[DOCUMENT EXTRACT]
··········

# Changing job on Bridging Visa while waiting for PR



## nikj89 (Jun 26, 2018)

Hi,

I have applied for a PR in March pending decision. I am currently on visa 457 which is expiring this August. I received a job offer but the company is not able to sponsor me on my 457.

My question is, if i change job while on Bridging Visa, do i still need to have a sponsor to work? Which rules apply to Bridging visa - 457 or PR??

Appreciate your help.


----------



## PrettyIsotonic (Nov 30, 2016)

nikj89 said:


> Hi,
> 
> I have applied for a PR in March pending decision. I am currently on visa 457 which is expiring this August. I received a job offer but the company is not able to sponsor me on my 457.
> 
> ...


My understanding is the Bridging Visa chameleons into and retains all conditions that applied to your most recent previous substantive visa - i.e. in your case your 457.

··········

[DATA EXCERPT]
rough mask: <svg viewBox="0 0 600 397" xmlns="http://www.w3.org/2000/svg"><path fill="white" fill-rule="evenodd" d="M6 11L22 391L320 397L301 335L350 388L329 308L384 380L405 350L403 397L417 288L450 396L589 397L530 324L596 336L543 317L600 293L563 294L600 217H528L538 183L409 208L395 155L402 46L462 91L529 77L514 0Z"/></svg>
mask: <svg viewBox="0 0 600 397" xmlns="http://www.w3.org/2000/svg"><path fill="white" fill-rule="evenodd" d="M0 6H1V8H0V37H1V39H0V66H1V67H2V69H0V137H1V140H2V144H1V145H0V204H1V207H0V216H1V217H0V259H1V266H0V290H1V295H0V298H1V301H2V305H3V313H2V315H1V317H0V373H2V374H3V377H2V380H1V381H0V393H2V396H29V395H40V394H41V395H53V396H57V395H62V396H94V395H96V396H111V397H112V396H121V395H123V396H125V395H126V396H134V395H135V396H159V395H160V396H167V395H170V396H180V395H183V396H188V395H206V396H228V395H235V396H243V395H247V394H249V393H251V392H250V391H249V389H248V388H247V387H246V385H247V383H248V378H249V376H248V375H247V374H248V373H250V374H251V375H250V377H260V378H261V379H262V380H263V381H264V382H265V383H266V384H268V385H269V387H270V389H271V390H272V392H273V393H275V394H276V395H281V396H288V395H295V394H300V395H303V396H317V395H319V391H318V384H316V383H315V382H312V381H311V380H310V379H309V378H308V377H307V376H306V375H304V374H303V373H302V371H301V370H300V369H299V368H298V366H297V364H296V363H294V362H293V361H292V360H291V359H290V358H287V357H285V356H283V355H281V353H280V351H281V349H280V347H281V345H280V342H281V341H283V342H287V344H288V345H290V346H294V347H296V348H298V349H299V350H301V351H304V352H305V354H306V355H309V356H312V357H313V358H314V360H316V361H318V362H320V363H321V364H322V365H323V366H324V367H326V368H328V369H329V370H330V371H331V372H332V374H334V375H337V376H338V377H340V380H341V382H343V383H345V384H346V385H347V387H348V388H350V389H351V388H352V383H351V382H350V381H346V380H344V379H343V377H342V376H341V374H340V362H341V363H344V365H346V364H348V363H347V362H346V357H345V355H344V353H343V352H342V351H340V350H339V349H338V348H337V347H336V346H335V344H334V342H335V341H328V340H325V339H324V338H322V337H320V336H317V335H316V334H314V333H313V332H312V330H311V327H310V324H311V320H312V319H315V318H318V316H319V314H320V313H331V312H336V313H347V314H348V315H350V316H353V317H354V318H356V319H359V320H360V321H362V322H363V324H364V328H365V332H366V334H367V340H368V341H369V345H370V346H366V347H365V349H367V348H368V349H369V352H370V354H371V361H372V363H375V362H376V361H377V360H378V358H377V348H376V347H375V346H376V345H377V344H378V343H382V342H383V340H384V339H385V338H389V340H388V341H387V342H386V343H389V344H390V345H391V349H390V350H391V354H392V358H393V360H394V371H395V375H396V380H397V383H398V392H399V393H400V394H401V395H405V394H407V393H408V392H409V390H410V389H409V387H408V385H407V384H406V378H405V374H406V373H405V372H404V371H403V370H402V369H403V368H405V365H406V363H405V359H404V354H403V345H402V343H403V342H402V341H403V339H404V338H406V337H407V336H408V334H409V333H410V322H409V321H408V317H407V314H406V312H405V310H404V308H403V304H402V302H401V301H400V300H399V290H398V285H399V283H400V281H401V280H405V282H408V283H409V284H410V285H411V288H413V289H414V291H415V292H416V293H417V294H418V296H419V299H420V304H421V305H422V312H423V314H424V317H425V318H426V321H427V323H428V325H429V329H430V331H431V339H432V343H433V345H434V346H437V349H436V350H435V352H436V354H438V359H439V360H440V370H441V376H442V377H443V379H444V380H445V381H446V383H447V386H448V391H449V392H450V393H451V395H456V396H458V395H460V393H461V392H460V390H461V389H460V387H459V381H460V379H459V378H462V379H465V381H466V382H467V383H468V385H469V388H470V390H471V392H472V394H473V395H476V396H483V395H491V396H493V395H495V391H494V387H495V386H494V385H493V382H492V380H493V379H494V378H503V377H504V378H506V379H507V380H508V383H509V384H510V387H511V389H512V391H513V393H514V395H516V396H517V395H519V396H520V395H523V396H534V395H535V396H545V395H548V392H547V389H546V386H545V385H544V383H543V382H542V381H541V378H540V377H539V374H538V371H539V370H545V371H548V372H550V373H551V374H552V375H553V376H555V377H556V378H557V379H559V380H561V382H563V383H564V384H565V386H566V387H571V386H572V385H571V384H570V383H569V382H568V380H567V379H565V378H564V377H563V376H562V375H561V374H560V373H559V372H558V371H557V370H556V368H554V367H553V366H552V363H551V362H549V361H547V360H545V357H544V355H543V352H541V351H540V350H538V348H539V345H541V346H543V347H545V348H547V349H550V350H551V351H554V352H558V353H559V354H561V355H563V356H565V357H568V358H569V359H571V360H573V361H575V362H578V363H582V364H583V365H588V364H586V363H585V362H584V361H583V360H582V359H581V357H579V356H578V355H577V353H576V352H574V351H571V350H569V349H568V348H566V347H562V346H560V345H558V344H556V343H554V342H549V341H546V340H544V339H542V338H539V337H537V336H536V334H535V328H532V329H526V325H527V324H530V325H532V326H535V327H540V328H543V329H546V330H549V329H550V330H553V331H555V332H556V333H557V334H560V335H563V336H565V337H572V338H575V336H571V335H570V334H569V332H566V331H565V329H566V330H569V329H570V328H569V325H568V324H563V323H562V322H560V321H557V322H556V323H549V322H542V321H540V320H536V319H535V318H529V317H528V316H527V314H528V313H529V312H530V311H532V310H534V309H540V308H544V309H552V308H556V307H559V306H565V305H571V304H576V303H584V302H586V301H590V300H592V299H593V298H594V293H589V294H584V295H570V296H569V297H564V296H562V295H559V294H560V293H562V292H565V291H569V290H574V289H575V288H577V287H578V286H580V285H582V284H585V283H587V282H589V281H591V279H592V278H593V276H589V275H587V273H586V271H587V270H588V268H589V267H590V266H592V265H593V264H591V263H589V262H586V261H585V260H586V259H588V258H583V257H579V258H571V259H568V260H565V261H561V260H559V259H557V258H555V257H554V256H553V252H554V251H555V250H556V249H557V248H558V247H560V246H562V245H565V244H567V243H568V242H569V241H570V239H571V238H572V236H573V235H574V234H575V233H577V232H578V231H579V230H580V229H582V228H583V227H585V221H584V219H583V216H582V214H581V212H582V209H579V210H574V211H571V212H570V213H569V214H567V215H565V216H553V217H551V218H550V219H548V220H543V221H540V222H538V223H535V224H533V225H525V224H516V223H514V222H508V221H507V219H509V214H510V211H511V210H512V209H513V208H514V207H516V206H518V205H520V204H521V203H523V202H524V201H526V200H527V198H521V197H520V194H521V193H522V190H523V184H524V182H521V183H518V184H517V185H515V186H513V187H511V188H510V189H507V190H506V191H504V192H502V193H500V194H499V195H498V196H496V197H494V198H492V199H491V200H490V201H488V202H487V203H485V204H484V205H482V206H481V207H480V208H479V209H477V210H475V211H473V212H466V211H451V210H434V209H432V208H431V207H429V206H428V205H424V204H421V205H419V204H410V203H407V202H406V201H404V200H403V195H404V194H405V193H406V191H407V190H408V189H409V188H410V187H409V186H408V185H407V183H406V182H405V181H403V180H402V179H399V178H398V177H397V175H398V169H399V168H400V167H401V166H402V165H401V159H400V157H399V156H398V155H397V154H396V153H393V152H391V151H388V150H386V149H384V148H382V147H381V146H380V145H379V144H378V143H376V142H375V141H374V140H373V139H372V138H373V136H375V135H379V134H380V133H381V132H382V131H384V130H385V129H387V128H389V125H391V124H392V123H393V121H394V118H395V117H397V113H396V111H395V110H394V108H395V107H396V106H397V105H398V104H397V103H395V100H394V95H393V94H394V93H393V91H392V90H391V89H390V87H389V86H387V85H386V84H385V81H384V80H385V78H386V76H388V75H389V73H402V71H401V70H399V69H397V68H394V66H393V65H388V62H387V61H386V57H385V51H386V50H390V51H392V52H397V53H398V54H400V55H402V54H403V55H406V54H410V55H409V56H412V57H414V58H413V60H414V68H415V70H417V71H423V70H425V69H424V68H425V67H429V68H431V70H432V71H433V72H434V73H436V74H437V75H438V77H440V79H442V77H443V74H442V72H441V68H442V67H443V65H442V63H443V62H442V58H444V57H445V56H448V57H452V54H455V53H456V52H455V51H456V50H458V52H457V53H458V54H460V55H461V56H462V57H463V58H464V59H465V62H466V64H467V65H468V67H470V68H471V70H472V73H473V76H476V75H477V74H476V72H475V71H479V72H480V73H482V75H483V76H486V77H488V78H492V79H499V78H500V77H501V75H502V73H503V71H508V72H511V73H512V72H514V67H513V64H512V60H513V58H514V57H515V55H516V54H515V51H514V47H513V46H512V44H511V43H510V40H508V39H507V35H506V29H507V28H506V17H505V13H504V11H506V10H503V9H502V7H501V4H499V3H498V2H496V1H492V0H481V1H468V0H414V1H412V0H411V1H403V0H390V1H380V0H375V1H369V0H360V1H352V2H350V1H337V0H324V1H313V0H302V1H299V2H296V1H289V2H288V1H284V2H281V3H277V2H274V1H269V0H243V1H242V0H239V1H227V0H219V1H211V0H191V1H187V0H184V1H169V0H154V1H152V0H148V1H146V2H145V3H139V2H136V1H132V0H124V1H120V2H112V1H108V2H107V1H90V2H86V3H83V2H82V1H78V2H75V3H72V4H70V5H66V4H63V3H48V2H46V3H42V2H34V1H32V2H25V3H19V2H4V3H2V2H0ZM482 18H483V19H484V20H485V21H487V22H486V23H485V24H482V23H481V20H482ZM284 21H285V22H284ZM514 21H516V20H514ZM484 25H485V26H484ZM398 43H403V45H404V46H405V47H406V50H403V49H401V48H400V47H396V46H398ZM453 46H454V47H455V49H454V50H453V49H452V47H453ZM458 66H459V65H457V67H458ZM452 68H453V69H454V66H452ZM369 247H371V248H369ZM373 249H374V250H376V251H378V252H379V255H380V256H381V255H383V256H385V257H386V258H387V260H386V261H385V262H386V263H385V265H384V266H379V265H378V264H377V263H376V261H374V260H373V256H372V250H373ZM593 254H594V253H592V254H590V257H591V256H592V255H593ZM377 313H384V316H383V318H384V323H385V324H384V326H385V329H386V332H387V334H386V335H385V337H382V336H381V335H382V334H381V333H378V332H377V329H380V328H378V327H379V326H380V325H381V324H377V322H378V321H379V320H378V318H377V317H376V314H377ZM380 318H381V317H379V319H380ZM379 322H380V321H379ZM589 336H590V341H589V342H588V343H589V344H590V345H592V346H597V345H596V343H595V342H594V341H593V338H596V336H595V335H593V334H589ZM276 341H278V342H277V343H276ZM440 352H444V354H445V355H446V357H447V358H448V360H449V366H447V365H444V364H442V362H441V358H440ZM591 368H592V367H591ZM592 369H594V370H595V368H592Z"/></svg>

··········

[TASKS AND EXERCISES]
1 – Name every type of visa that the visa thread mentions.
2 – Write the next part of the visa thread, starting after its final sentence.
The lines have no connection to the visa thread.

[TASK-BY-TASK RESULTS]
1 – 457, PR, Bridging Visa

2 –
If this means you won't be able to work as your 457 needs a sponsor, you can apply separately for a BVA with work rights if:

"your current BVA or BVB either does not allow you to work in Australia, or there are work restrictions, but you believe you have a compelling need to work. We might ask you to provide evidence that you are in financial hardship"

Source: 
https://www.homeaffairs.gov.au/trav/visa-1/010-


----------



## JennyWang (Jan 9, 2018)

nikj89 said:


> Hi,
> 
> I have applied for a PR in March pending decision. I am currently on visa 457 which is expiring this August. I received a job offer but the company is not able to sponsor me on my 457.
> 
> ...


My understanding is you could do whatever you want after your current 457 gets expired and then your bridging visa is officially activated. because your 457 is still in place and your bridging visa is inactivated now, your cannot change jobs. but you could do that after August. i think you better ask some qualified agents to confirm this.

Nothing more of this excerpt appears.